◆ **What you will do**
• A. In the bankruptcy decision, how much did Chapman claim as a homestead exemption?
• B. Continue the bankruptcy decision, picking up right after its last sentence.
## START Source excerpt
United States Bankruptcy Court, N.D. California
Dec 16, 2005
Case No. 04-52528-MM (Bankr. N.D. Cal. Dec. 16, 2005)

Opinion

Case No. 04-52528-MM.

December 16, 2005


MEMORANDUM DECISION AND ORDER ON MOTION TO AVOID JUDICIAL LIEN


INTRODUCTION

In this lien avoidance motion, the issue before the court is one of statutory construction of 11 U.S.C. 522(f)(2)(A). More specifically, the question is whether the language "the debtor's interest in the property" requires that computations with respect to jointly owned property be based upon only the debtor's share rather than the value of the entire property.

FACTUAL BACKGROUND

Lee Chapman filed this Chapter 7 case on April 21, 2004. His wife, H. Kaye Chapman, did not join in the petition. Together, they owned the real property commonly known as 3160 Dorcich Street, San Jose, California as of the petition date. Chapman listed the market value of the real property as $850,000 and claimed a homestead exemption of $75,000 pursuant to the California Code of Civil Procedure. The real property was encumbered by a first deed of trust in the amount of $550,000 held by Washington Mutual, a second deed of trust in the amount of $50,000 held by Chase Manhattan Bank, and an abstract of judgment in the amount of $165,673.27 recorded by Caletti Associates, L.L.C. during the preference period.
## END Source excerpt
## START Extracted entries
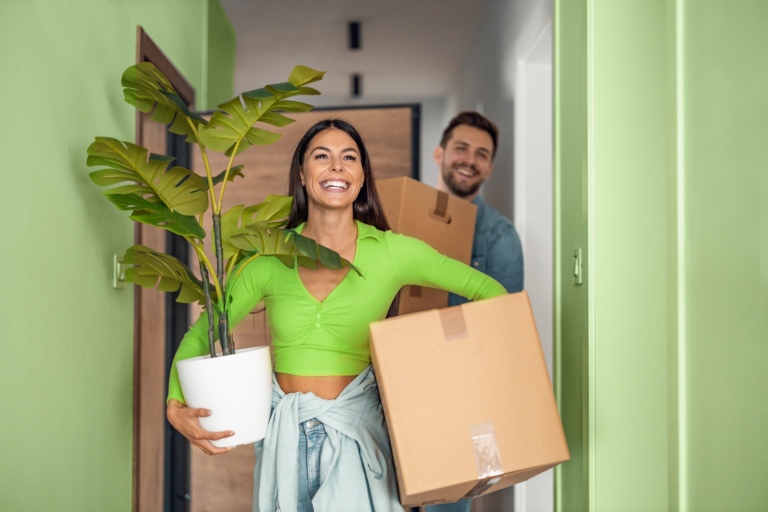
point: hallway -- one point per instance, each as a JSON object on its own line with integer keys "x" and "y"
{"x": 630, "y": 160}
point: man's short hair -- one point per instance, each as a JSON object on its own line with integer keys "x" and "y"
{"x": 475, "y": 120}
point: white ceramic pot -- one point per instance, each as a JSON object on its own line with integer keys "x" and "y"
## END Extracted entries
◆ **Answers to the problems**
• A. $75,000

• B.
The Chapter 7 Trustee, John Richardson, obtained court authority to sell the real property for $900,000. Rather than litigating whether the property was community property or a joint tenancy, Richardson stipulated with Kaye Chapman that the estate would receive 52% of the net proceeds of sale, and Kaye Chapman would receive 48% of the net proceeds. Richardson also stipulated with Caletti Associates that the property could be sold free and clear of the Caletti Associates judgment lien with its interest to attach to the proceeds of sale. Chapman seeks to avoid the judicial lien of Caletti Associates pursuant to § 522(f). There is no objection to the motion. Chapman submits that the value to be used in the computation of impairment of his exemption should be the sales price, $900,000.

LEGAL DISCUSSION

The Bankruptcy Code authorizes the debtor to avoid certain liens pursuant to § 522(f)(1)(A), which provides in pertinent part:

(f)(1) [T]he debtor may avoid the fixing of a lien on an interest of the debtor in property to the extent that such lien impairs an exemption to which the debtor would have been entitled . . . if such lien is —

(A) a judicial lien. . . .

Based on a division in caselaw of what constitutes an impairment, the section was amended in 1994 to clarify when a lien is impaired by providing a simple mathematical formula. In re Kolich, 328 F.3d 406, 408 (8th Cir. 2003). Section 522(f)(2)(A), which was added by the Bankruptcy Reform Act of 1994, provides:

(f)(2)(A) [A] lien shall be considered to impair an exemption to the extent that the sum of —

(i) the lien;

(ii) all other liens on the property; and

(iii) the amount of the exemption that the debtor could claim if there were no liens on the property;

exceeds the value that the debtor's interest in the property would have in the absence of any liens.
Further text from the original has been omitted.